**** Extract ****
Asked on the ISOC members list about the risks of .org domain holders facing domains as much as $60 a year, Cerf surprised many when he responded: “Hard to imagine that $60/year would be a deal breaker for even small non-profits.”
I am absolutely stunned that Dr. Cerf would so cavalierly brush off these concerns.
C'mon Vint, I know you, and you know me (think RTI and MCI Mail...). These are not the idle musings of the Vint Cerf I knew back then. I know you've been working at Google for a long time, and the slow but constant sips of Google-Aide may have altered your judgement somewhat. But it is beyond the pale that you, with an idle swipe of your hand, would countenance handing off full control of one of the original top-level domains to a cadre of money-uber-alles conservative politicians.
Dude! What happened to you?
> Dude! What happened to you?
**** Material supplied ****
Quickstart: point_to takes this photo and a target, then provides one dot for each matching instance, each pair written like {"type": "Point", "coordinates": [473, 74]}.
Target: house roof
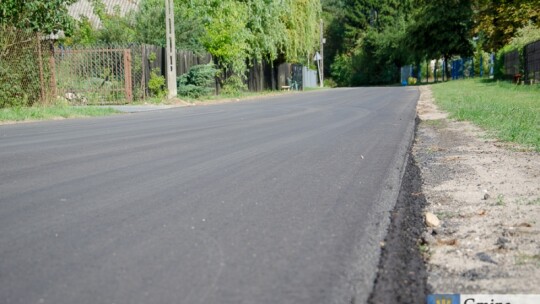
{"type": "Point", "coordinates": [84, 8]}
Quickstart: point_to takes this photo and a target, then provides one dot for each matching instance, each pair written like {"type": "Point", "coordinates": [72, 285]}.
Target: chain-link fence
{"type": "Point", "coordinates": [100, 75]}
{"type": "Point", "coordinates": [26, 68]}
{"type": "Point", "coordinates": [532, 62]}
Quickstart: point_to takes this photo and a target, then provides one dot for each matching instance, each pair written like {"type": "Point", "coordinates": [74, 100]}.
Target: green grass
{"type": "Point", "coordinates": [509, 112]}
{"type": "Point", "coordinates": [51, 112]}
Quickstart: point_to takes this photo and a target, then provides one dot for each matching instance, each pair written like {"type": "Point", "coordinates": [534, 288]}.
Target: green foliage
{"type": "Point", "coordinates": [342, 70]}
{"type": "Point", "coordinates": [84, 33]}
{"type": "Point", "coordinates": [156, 84]}
{"type": "Point", "coordinates": [374, 39]}
{"type": "Point", "coordinates": [234, 86]}
{"type": "Point", "coordinates": [198, 82]}
{"type": "Point", "coordinates": [431, 36]}
{"type": "Point", "coordinates": [19, 69]}
{"type": "Point", "coordinates": [52, 112]}
{"type": "Point", "coordinates": [46, 16]}
{"type": "Point", "coordinates": [509, 112]}
{"type": "Point", "coordinates": [524, 36]}
{"type": "Point", "coordinates": [500, 21]}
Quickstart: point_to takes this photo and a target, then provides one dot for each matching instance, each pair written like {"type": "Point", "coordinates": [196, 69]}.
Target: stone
{"type": "Point", "coordinates": [432, 220]}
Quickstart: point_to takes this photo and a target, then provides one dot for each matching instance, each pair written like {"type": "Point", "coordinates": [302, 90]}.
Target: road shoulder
{"type": "Point", "coordinates": [486, 195]}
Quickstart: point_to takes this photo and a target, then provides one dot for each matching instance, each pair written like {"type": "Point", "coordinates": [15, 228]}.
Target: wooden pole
****
Set tasks:
1: Reproduce the passage about Cerf from "C'mon Vint, I" to "money-uber-alles conservative politicians.".
2: Give only the number of lines in the listing that contain the string "photo", matching case exactly.

Answers given:
1:
C'mon Vint, I know you, and you know me (think RTI and MCI Mail...). These are not the idle musings of the Vint Cerf I knew back then. I know you've been working at Google for a long time, and the slow but constant sips of Google-Aide may have altered your judgement somewhat. But it is beyond the pale that you, with an idle swipe of your hand, would countenance handing off full control of one of the original top-level domains to a cadre of money-uber-alles conservative politicians.

2: 7